→ 記述課題
1. 原発をめぐる文章を読み、次の問いに答えなさい。
(a) 公明党の山口那津男代表が記者会見を行ったのは何月何日か。
(b) 敦賀市の渕上隆信市長は、何日のどのような場で発言したか。
(c) 渕上市長が進展に期待感を示した、中断している計画は何か。
2. 原発をめぐる文章の最後の文に続けて、その先を書き進めなさい。

→ 提示文
####################
まずはファクトを押さえねばならない。
8月30日、公明党の山口那津男代表は記者会見で、岸田文雄首相が次世代型原発の開発・建設を進める方針を示したことに関し、「現状では地域の理解を得られていないし、簡単ではない」と語った。
全国有数の原発立地地域、福井県に関する限り、これは明らかに虚偽である。論より証拠、山口発言と同日の福井新聞の記事を見ておこう。
福井の自治体首長は期待表明
見出しは「政府の『原発新増設検討方針』 敦賀3、4号に市長期待 美浜4号、町長『リプレース進めて』」である。
将来的な電力の安定供給に向けて次世代型原発の建設や既設原発の運転延長を検討するとした政府方針に関し、敦賀市の渕上隆信市長は29日の定例会見で、中断している日本原電敦賀原発3、4号機計画の進展に期待感を示した。
####################
→ データ抜粋
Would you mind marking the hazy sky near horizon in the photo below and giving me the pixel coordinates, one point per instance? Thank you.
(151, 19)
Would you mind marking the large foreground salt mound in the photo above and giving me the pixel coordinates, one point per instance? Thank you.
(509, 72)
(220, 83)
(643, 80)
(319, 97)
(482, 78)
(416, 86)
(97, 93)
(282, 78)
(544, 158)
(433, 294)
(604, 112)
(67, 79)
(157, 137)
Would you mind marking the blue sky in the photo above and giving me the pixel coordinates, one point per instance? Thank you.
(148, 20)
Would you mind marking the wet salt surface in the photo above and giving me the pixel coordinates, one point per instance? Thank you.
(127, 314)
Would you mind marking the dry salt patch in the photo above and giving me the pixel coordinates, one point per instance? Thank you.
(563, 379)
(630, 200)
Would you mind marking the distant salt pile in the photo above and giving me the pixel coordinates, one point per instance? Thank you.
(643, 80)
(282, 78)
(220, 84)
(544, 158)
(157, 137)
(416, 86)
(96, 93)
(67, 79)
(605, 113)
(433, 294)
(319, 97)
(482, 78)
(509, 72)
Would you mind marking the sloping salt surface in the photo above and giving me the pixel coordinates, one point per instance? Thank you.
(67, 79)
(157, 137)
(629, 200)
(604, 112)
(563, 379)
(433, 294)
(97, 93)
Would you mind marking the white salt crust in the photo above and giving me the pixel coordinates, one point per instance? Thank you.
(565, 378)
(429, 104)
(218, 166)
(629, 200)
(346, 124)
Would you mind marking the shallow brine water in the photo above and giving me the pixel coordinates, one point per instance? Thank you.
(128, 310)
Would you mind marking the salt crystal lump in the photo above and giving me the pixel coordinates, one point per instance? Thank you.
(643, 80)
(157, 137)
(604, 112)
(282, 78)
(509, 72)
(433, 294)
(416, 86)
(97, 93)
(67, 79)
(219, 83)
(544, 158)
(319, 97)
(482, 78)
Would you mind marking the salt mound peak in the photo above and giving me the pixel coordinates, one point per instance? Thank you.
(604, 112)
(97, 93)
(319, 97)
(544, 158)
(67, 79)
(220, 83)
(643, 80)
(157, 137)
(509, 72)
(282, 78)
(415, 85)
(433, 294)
####################
→ 課題の解答
1.
(a) 8月30日
(b) 29日の定例会見
(c) 日本原電敦賀原発3、4号機計画

2.
敦賀3、4号機は国内初の改良型加圧水型軽水炉(APWR)として計画。敷地造成は終わっているが、東京電力福島第1原発事故後に工事が中断している。渕上市長は「敦賀市には3、4号機(の建設)がテーマとしてあり、そこでの新増設・リプレースを進めていただきたい。(結論を出すとされた)年末に向けての議論の中で、次世代型革新炉の中に軽水炉もあるということで期待している」と述べた。
美浜町の戸嶋秀樹町長も同日の定例会見で「(政府の方針は)検討の段階ではあるが、実現に向け具体化が加速されるよう期待したい」と述べた。美浜原発4号機について2010~11年に関西電力による設置に向けた自主調査があったとし「適地もある前提でそういったことが進んだ経緯がある。リプレースを進めていただきたい」とした。
選挙で選ばれた原発立地地域の首長の意見こそが、最も分かりやすい民意だろう。記事に明らかなとおり、敦賀市長も美浜町長も積極推進姿勢である。杉本達治福井県知事も、これまで原発再稼働に同意を与えてきた。
事実を見ない大新聞・TVと政治家
日本には、反原発の方向でのみ「地元に寄り添う」ポーズを取る政治家が多すぎる。全国放送の地上波テレビも全国紙も、地元は原発推進派というファクトを報じようとしない。それどころか逆の情報操作をしている。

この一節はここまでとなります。